== EXERCISE AIM ==
Copy out every line of the listing below, unchanged and in the same order.

* Start PROVIDED INFORMATION *

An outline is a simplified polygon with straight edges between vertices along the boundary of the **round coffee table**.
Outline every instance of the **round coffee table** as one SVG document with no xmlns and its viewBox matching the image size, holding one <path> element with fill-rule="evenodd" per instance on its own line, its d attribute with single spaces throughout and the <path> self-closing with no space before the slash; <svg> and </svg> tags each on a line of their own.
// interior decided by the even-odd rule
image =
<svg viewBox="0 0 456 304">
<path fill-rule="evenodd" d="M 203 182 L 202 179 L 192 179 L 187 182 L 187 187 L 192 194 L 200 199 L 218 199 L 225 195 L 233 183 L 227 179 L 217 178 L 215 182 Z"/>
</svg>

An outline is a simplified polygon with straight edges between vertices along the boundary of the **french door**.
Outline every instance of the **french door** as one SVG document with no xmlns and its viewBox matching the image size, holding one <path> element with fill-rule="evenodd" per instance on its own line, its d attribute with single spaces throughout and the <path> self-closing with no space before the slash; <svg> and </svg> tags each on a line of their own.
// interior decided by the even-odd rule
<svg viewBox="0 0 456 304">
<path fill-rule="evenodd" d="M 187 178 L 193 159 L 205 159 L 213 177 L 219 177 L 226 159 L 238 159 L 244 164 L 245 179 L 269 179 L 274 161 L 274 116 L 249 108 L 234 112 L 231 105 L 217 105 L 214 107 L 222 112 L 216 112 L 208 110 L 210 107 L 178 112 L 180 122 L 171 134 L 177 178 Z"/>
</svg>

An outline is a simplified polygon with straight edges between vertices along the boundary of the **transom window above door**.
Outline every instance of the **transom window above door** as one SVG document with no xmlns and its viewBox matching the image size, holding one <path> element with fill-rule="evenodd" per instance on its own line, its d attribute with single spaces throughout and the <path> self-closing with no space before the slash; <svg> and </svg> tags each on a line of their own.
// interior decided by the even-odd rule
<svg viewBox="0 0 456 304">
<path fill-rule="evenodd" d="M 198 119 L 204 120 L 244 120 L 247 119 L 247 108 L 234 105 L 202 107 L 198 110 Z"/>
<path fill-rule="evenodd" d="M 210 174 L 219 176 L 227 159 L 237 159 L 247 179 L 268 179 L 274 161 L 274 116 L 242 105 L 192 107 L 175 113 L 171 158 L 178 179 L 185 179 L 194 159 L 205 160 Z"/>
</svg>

* End PROVIDED INFORMATION *

== TASK ANSWER ==
An outline is a simplified polygon with straight edges between vertices along the boundary of the **round coffee table**.
Outline every instance of the **round coffee table** as one SVG document with no xmlns and its viewBox matching the image size, holding one <path> element with fill-rule="evenodd" per instance on its own line, its d attribute with single spaces throughout and the <path> self-closing with no space before the slash; <svg> and </svg> tags each on a line of their own.
// interior decided by the even-odd rule
image =
<svg viewBox="0 0 456 304">
<path fill-rule="evenodd" d="M 203 182 L 202 179 L 192 179 L 187 182 L 187 187 L 192 194 L 200 199 L 218 199 L 225 195 L 233 183 L 227 179 L 217 178 L 215 182 Z"/>
</svg>

An outline is a simplified polygon with straight edges between vertices along the boundary of the **french door**.
Outline every instance of the **french door** as one SVG document with no xmlns and its viewBox matching the image size, holding one <path> element with fill-rule="evenodd" per instance on its own line, its d attribute with single spaces throughout and the <path> self-closing with no space before the slash; <svg> and </svg> tags each on a line of their own.
// interior decided by the even-odd rule
<svg viewBox="0 0 456 304">
<path fill-rule="evenodd" d="M 187 178 L 193 159 L 205 159 L 213 177 L 219 177 L 226 159 L 238 159 L 244 164 L 245 179 L 269 179 L 274 161 L 274 116 L 249 108 L 234 112 L 231 105 L 217 105 L 214 107 L 222 112 L 216 112 L 208 110 L 210 107 L 178 112 L 180 122 L 171 134 L 177 178 Z"/>
</svg>

An outline is a simplified polygon with straight edges between vertices along the boundary of the **transom window above door**.
Outline every instance of the **transom window above door** as one SVG document with no xmlns and its viewBox matching the image size, holding one <path> element with fill-rule="evenodd" per instance on its own line, its d attribute with single spaces throughout and the <path> self-closing with no space before the slash; <svg> and </svg> tags each on a line of their own.
// interior decided by the even-odd rule
<svg viewBox="0 0 456 304">
<path fill-rule="evenodd" d="M 198 119 L 204 120 L 244 120 L 247 119 L 247 108 L 234 105 L 202 107 L 198 110 Z"/>
<path fill-rule="evenodd" d="M 210 174 L 219 176 L 227 159 L 237 159 L 247 179 L 268 179 L 274 161 L 274 116 L 242 105 L 192 107 L 175 113 L 171 158 L 178 179 L 185 179 L 194 159 L 205 160 Z"/>
</svg>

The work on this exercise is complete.